# 5 - Explainability 

**Features importances**

In [None]:
# Pour Random Forest
importances = best_rf.feature_importances_
feat_names = X.columns
feat_imp_df = pd.DataFrame({'feature': feat_names, 'importance': importances}).sort_values(by='importance', ascending=False)

# Barplot
plt.figure(figsize=(10,6))
sns.barplot(x='importance', y='feature', data=feat_imp_df, palette='viridis')
plt.title("Feature Importances - Random Forest")
plt.xlabel("Importance")
plt.ylabel("Feature")
plt.tight_layout()
plt.show()


In [None]:
import shap

# Explainer pour Random Forest
explainer = shap.TreeExplainer(best_rf)
shap_values = explainer.shap_values(X_test)

# Summary plot (global view)
shap.summary_plot(shap_values[1], X_test)  # [1] = classe positive (stroke)


In [None]:
# Example for the first test set
shap.initjs()
shap.force_plot(explainer.expected_value[1], shap_values[1][0,:], X_test.iloc[0,:])


The feature importances and SHAP plots reveal that age, **average glucose level, and BMI** are the most influential factors in predicting stroke. The SHAP summary plot confirms this globally, while the force plot illustrates how these features combine to influence the prediction for individual patients.

**Importance of interpretability in medical applications:**
In healthcare, model predictions **are not enough on their own** — clinicians need to understand why a prediction was made to trust it and take action. Interpretability techniques, like feature importances and SHAP, provide insights into which patient characteristics drive the prediction. This ensures transparency, allows for clinical validation, and helps prevent decisions based solely on “black-box” models. Especially in critical scenarios such as stroke detection, this level of **explainability is essential**for patient safety, ethical responsibility, and regulatory compliance.

(Referring expression pointing data)
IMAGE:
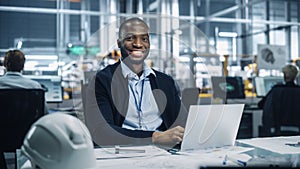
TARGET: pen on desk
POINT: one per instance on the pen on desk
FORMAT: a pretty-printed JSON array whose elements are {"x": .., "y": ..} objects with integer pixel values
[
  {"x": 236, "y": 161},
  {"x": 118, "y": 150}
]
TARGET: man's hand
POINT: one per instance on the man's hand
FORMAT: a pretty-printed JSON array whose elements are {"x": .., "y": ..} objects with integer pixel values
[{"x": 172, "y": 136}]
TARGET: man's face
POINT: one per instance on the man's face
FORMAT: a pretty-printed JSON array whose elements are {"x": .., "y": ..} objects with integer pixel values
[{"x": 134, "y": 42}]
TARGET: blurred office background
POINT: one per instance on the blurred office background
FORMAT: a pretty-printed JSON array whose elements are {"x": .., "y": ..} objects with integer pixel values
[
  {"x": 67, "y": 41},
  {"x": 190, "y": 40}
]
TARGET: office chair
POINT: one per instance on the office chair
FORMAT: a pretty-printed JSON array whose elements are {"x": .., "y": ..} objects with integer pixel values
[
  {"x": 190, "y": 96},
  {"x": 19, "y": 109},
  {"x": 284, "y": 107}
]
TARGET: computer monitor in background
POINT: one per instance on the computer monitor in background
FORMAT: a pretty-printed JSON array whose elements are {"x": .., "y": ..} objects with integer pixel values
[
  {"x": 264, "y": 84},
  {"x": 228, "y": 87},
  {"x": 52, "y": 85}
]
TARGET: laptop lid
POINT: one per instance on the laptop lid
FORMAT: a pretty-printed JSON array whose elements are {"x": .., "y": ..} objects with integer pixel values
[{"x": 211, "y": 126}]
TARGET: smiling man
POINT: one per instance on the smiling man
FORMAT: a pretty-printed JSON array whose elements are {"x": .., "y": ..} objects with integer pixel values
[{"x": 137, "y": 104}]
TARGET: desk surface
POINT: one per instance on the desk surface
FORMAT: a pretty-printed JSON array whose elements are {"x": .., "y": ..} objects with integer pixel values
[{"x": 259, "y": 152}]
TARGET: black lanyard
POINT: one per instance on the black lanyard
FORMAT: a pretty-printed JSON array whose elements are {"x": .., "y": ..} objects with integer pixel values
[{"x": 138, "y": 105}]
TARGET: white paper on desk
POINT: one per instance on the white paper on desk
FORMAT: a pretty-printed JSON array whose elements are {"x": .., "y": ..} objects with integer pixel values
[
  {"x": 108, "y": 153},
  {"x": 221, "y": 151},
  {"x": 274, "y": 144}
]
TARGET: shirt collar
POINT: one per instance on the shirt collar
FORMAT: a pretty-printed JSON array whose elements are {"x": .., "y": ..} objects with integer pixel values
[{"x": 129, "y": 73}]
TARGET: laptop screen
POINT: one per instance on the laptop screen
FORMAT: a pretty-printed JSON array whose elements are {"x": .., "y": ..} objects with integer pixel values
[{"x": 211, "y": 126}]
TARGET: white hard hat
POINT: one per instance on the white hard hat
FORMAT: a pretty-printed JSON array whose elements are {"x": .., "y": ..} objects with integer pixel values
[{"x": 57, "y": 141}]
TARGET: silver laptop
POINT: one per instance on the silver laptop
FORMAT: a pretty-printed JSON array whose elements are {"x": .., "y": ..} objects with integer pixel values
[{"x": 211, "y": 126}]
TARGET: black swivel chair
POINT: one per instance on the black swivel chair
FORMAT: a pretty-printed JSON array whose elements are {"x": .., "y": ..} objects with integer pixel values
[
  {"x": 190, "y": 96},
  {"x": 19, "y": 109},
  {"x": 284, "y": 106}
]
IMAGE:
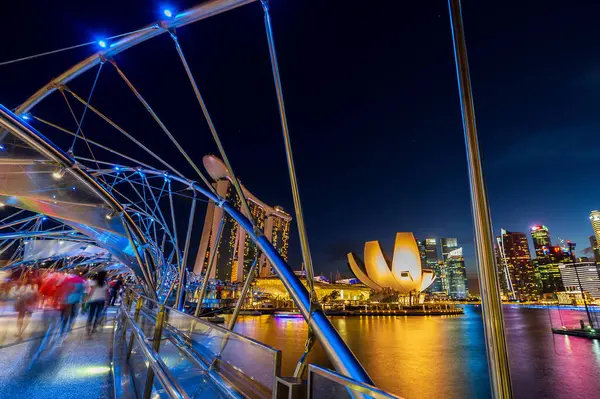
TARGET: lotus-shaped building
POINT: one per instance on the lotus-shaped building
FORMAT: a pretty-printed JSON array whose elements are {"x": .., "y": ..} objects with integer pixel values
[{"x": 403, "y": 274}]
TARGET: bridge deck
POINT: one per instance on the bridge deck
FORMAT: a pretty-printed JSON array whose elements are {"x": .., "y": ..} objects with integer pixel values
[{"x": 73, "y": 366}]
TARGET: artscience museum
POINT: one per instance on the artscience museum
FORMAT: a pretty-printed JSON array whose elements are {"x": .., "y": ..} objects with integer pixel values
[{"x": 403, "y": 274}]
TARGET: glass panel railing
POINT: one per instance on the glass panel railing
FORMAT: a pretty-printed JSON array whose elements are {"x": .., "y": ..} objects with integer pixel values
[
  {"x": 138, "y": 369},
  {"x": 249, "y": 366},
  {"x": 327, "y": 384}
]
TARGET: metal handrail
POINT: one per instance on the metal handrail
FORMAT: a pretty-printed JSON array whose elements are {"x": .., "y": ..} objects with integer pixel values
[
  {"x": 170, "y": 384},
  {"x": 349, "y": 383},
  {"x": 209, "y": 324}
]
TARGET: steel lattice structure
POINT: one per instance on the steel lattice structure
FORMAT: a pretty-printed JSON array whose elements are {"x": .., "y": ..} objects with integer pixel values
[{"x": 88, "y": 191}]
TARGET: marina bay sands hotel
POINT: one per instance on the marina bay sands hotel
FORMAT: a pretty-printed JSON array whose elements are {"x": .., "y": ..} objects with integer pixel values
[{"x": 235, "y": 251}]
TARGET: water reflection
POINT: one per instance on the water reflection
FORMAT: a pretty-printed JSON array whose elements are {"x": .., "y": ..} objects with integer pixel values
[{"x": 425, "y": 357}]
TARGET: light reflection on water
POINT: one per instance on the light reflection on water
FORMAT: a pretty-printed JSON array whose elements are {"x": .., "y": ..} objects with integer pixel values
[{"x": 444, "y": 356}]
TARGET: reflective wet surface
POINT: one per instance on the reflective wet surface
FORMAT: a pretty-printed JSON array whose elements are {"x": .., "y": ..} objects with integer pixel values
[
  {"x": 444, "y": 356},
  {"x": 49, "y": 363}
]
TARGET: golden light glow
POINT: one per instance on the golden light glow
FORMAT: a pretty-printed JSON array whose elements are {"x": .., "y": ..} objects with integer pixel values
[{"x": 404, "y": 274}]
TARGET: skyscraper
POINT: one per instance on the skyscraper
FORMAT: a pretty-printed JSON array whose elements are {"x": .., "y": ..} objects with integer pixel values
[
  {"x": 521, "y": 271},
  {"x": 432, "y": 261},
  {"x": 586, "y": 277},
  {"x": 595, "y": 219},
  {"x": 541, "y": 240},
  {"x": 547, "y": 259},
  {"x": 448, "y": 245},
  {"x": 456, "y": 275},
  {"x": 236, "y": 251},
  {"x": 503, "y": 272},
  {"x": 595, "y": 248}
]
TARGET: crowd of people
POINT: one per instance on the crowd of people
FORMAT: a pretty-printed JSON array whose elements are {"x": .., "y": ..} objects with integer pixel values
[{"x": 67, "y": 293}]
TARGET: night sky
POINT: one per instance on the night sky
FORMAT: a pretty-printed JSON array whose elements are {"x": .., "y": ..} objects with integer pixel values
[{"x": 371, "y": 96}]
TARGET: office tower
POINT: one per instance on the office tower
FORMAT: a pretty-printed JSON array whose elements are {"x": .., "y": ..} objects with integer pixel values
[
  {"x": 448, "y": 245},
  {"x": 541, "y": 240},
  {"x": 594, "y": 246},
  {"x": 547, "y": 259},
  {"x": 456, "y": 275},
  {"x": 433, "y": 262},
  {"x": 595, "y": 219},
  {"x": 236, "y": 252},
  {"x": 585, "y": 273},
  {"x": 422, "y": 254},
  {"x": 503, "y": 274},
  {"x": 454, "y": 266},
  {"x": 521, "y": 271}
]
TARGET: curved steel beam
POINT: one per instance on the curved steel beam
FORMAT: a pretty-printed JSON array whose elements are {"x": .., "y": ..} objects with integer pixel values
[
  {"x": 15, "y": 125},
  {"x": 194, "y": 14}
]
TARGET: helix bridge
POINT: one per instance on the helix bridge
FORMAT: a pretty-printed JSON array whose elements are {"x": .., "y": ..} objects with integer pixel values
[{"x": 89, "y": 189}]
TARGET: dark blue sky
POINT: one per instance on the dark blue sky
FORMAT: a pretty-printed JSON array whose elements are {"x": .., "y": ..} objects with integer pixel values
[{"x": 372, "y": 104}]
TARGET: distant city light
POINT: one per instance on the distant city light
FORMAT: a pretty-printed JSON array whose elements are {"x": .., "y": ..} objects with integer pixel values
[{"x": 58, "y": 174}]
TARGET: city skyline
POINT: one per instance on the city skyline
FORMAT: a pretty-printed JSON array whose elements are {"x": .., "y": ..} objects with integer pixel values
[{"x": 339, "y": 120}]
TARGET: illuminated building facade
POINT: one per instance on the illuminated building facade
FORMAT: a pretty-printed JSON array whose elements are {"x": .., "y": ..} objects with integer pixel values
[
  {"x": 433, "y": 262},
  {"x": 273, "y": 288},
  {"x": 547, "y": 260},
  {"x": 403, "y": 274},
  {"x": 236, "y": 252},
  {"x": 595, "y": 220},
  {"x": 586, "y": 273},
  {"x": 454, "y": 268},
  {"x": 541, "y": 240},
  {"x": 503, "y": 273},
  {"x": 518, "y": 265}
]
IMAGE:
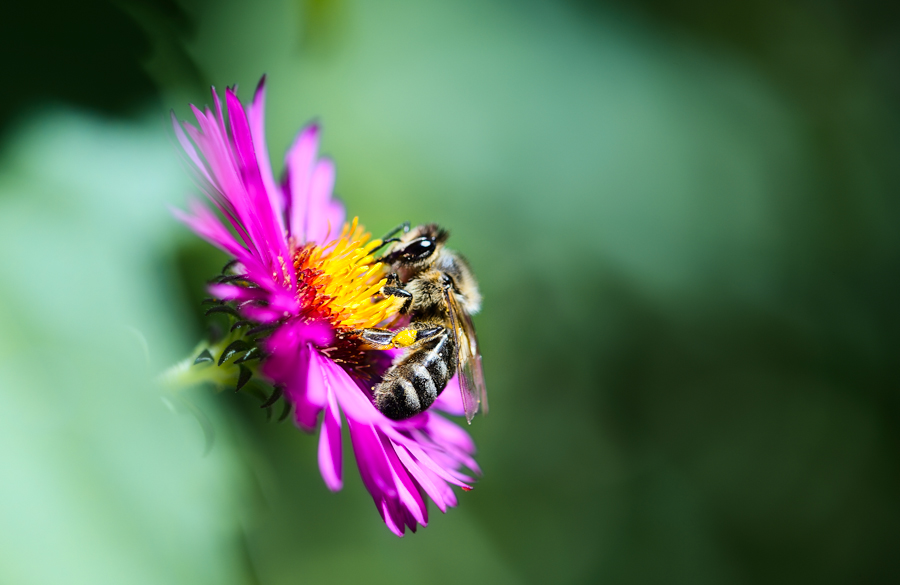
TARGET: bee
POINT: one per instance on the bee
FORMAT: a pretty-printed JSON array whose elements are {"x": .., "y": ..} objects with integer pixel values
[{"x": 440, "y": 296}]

→ PARTS OF THE EXERCISE
1. Answer these questions about the explainability notebook above the records:
(a) What figure size is set for the feature importance barplot?
(b) Which SHAP explainer is created for the Random Forest?
(c) Which three factors does the notebook name as the most influential in predicting stroke?
2. List every plt function called in the barplot code of the explainability notebook.
3. Retype the part of the explainability notebook between "# Summary plot" and "for individual patients.", inclusive.

→ RESULTS IN ORDER
1.
(a) (10,6)
(b) shap.TreeExplainer
(c) Age, average glucose level, and BMI

2. plt.figure, plt.title, plt.xlabel, plt.ylabel, plt.tight_layout, plt.show

3.
# Summary plot (global view)
shap.summary_plot(shap_values[1], X_test)  # [1] = classe positive (stroke)


In [None]:
# Example for the first test set
shap.initjs()
shap.force_plot(explainer.expected_value[1], shap_values[1][0,:], X_test.iloc[0,:])


The feature importances and SHAP plots reveal that age, **average glucose level, and BMI** are the most influential factors in predicting stroke. The SHAP summary plot confirms this globally, while the force plot illustrates how these features combine to influence the prediction for individual patients.